Barcelona, 11 de Setembre de 2015

















(En un momento de debate sobre las identidades, reencuentro un texto de 1996 sobre sus paradojas en la comunidad analítica. Puede ser útil para estudiar otras formas de identidades y comunidades. 26 de Septiembre de 2015)


1 - La comunidad analítica no es, no debería ser, una comunidad inconfesable, imposible de declarar. 
En realidad, todo parece llevarla a este imposible, dada la no existencia de El analista como un universal, de  un conjunto consistente y completo de atributos que lo definan como tal. Esta no existencia está en el centro de la experiencia que llamamos Escuela. Entonces, la “comunidad inconfesable” de Maurice Blanchot, esa comunidad de aquellos que no tienen comunidad, parecería ser el destino necesario  e irreversible de la comunidad analítica, una comunidad que en el mejor de los casos estaría formada por una serie de “desidentificados”, de sujetos que han llegado a situar lo que no hace vínculo social con el Otro.

--

- Tarea pendiente -
En el texto sobre la comunidad analítica, ¿a quién se atribuye la expresión "comunidad inconfesable"? El material que sigue no hace falta para resolver la tarea.

Datos de anclaje de frases:
--

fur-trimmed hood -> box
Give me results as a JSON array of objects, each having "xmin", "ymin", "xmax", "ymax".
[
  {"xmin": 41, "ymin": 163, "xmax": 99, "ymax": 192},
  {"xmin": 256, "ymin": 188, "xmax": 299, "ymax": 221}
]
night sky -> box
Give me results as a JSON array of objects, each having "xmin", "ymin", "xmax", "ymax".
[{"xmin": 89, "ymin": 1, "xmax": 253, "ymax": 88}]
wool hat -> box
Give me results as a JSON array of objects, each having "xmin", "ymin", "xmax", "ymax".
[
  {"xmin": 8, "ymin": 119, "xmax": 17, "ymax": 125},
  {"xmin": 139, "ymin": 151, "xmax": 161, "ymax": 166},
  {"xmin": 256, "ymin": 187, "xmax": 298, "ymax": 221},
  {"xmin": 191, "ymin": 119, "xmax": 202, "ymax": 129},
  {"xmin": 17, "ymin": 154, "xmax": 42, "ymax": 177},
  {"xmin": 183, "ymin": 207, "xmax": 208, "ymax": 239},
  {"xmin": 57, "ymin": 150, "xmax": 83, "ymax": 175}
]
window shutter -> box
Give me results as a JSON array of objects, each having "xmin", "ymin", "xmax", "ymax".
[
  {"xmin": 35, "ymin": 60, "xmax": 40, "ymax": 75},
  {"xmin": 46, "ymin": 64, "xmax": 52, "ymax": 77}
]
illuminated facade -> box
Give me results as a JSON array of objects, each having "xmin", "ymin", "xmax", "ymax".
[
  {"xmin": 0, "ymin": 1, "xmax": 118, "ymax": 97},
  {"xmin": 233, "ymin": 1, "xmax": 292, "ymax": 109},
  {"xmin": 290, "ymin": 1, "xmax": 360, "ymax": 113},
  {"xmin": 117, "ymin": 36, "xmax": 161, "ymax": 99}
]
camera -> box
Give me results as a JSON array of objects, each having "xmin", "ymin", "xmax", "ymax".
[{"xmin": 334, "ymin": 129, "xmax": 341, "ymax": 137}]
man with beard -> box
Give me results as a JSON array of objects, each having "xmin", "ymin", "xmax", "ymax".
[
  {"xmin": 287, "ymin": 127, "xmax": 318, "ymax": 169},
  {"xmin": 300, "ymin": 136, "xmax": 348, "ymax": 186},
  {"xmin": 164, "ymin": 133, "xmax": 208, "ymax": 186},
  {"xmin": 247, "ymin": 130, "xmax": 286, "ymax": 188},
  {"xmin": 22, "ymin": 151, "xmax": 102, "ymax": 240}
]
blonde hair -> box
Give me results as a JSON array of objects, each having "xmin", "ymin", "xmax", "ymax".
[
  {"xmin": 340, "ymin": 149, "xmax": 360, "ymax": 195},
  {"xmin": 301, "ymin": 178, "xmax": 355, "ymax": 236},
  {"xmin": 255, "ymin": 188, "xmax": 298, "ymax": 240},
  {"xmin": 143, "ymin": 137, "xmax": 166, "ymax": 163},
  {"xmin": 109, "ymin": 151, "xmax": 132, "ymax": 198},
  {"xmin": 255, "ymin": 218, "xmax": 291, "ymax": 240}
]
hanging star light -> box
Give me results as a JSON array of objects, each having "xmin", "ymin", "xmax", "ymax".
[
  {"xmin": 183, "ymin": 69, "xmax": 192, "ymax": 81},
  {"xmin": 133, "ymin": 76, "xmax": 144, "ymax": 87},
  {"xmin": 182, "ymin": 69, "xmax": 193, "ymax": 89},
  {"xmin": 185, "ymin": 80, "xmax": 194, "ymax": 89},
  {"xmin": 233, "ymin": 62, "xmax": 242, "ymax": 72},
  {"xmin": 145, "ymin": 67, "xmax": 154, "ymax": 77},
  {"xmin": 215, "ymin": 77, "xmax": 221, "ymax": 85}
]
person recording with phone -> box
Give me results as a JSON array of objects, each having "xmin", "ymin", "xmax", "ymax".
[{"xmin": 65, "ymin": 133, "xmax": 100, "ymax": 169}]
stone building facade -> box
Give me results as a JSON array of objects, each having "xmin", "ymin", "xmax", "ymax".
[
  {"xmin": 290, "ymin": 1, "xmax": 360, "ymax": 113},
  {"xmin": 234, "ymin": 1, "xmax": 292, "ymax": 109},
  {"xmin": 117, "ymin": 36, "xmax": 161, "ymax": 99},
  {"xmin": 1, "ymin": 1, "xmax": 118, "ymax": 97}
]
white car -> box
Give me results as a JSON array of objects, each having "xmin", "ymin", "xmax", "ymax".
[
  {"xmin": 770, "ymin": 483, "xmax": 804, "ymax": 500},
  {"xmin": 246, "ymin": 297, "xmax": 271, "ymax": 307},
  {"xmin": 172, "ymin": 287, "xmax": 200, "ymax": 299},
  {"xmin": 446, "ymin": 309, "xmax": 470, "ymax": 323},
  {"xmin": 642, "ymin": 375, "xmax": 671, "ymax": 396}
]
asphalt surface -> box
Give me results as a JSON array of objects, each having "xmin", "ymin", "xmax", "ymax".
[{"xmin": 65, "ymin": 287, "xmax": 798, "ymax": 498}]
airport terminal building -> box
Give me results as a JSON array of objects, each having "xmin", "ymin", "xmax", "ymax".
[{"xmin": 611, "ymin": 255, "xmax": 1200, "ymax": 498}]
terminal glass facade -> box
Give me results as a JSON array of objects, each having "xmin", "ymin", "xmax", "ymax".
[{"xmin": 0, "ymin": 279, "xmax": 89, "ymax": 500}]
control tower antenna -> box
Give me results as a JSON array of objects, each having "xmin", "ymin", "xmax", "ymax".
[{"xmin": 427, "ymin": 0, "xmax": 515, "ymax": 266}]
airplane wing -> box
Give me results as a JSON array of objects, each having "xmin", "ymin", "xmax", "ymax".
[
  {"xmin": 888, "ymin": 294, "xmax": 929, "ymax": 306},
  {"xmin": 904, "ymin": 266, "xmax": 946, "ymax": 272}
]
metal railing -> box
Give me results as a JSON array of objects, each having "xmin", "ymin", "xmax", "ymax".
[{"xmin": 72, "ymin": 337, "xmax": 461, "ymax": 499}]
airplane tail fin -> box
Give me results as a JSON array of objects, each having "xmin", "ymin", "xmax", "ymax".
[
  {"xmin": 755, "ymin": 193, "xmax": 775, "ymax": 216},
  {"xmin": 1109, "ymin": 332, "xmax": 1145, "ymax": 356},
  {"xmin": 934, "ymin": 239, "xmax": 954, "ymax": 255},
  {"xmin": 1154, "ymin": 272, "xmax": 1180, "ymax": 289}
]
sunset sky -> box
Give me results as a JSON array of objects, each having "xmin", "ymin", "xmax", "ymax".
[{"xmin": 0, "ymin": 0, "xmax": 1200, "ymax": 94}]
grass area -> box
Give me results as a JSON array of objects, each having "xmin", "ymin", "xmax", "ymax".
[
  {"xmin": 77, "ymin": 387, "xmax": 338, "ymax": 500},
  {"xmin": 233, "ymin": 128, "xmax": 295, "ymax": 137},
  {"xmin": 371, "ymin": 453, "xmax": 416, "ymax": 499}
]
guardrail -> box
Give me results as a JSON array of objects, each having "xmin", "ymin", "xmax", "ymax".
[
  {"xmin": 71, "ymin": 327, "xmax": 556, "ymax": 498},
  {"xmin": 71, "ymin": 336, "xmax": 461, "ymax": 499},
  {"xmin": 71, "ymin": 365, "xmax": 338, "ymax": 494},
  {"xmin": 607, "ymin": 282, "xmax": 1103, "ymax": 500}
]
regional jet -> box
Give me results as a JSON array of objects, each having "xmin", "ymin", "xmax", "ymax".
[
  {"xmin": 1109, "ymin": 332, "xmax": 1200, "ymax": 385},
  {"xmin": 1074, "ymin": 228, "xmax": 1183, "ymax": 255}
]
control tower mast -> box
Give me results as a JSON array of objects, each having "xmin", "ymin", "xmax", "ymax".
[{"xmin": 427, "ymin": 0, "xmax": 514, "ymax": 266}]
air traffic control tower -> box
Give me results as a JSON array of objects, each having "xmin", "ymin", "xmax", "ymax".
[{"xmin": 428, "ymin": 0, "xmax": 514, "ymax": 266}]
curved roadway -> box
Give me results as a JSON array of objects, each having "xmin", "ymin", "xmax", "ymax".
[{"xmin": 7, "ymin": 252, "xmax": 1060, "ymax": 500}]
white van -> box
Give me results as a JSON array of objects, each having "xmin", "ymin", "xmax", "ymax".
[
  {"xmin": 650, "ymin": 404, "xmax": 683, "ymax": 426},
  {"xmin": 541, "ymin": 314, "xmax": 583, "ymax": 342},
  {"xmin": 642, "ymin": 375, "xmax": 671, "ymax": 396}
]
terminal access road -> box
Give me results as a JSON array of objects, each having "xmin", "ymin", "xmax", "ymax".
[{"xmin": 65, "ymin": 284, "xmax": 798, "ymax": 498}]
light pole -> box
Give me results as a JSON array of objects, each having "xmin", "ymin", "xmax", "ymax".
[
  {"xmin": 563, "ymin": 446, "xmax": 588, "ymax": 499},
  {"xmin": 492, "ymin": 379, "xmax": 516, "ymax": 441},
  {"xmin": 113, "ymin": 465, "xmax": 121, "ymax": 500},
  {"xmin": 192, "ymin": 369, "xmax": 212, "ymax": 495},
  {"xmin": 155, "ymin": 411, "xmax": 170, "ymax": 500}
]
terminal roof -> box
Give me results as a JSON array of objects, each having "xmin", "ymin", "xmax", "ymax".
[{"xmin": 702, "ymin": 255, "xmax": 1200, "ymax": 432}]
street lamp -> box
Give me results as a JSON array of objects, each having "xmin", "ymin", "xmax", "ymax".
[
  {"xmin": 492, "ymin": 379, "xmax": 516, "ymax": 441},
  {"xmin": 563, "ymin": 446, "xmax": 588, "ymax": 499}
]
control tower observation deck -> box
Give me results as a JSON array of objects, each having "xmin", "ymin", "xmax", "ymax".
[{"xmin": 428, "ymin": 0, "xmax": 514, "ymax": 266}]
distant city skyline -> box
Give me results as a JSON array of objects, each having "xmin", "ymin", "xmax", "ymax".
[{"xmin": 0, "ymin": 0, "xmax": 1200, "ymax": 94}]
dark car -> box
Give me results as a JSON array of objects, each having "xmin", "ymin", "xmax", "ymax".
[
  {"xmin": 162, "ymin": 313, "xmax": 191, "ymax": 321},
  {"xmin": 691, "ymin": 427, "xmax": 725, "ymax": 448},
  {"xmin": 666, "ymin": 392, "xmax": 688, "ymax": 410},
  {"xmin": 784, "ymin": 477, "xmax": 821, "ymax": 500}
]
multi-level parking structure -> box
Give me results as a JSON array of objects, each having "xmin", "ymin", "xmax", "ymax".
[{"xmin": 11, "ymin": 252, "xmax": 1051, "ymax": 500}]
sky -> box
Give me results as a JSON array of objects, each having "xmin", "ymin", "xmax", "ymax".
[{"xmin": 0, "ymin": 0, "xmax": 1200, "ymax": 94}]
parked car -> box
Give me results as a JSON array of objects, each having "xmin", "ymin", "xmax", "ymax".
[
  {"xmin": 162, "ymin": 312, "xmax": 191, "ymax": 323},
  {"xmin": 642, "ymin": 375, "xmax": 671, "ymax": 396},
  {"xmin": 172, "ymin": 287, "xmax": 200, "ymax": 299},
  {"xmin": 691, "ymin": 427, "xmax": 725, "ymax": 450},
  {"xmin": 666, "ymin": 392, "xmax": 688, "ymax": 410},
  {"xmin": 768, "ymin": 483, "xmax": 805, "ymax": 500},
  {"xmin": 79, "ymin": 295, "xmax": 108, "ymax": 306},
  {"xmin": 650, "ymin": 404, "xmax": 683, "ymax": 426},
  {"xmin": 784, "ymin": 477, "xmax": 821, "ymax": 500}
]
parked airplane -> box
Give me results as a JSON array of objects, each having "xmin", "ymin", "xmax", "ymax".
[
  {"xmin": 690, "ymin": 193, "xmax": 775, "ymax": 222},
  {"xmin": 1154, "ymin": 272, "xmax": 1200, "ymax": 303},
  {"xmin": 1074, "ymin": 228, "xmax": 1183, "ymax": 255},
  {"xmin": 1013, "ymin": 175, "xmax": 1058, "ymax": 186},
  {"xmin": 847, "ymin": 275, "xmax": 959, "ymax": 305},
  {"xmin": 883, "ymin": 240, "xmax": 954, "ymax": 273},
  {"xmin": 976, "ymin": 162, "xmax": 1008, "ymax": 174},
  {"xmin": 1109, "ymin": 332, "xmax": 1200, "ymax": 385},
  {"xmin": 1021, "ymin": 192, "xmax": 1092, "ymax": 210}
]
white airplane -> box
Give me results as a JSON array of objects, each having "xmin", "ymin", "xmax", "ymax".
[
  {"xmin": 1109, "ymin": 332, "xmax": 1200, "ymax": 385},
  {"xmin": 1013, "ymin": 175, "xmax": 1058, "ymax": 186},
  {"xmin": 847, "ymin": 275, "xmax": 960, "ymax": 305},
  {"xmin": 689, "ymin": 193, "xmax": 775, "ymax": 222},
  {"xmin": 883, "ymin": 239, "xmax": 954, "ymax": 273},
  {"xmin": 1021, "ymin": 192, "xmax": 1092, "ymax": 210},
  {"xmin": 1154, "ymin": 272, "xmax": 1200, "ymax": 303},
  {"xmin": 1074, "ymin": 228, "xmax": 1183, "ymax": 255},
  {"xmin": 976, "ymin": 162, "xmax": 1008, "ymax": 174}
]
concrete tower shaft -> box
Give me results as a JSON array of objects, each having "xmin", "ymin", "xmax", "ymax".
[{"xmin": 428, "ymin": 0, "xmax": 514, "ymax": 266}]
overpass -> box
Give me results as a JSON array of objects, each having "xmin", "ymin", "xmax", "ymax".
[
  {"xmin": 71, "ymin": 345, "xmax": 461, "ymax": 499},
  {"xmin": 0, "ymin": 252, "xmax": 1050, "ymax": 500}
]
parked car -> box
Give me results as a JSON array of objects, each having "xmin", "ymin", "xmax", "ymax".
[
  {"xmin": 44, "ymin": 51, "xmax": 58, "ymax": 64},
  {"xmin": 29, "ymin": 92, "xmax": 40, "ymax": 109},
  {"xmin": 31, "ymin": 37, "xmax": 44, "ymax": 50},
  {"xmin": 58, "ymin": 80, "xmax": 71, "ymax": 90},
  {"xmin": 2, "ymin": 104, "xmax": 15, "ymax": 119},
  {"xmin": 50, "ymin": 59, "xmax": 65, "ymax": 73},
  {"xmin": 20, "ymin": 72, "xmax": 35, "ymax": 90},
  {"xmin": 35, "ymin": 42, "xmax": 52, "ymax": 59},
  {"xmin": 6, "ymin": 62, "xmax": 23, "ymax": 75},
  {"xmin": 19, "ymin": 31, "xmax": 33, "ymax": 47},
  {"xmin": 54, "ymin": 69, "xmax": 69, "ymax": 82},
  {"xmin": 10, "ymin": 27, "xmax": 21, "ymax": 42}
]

--

- Respuesta a continuación -
A Maurice Blanchot.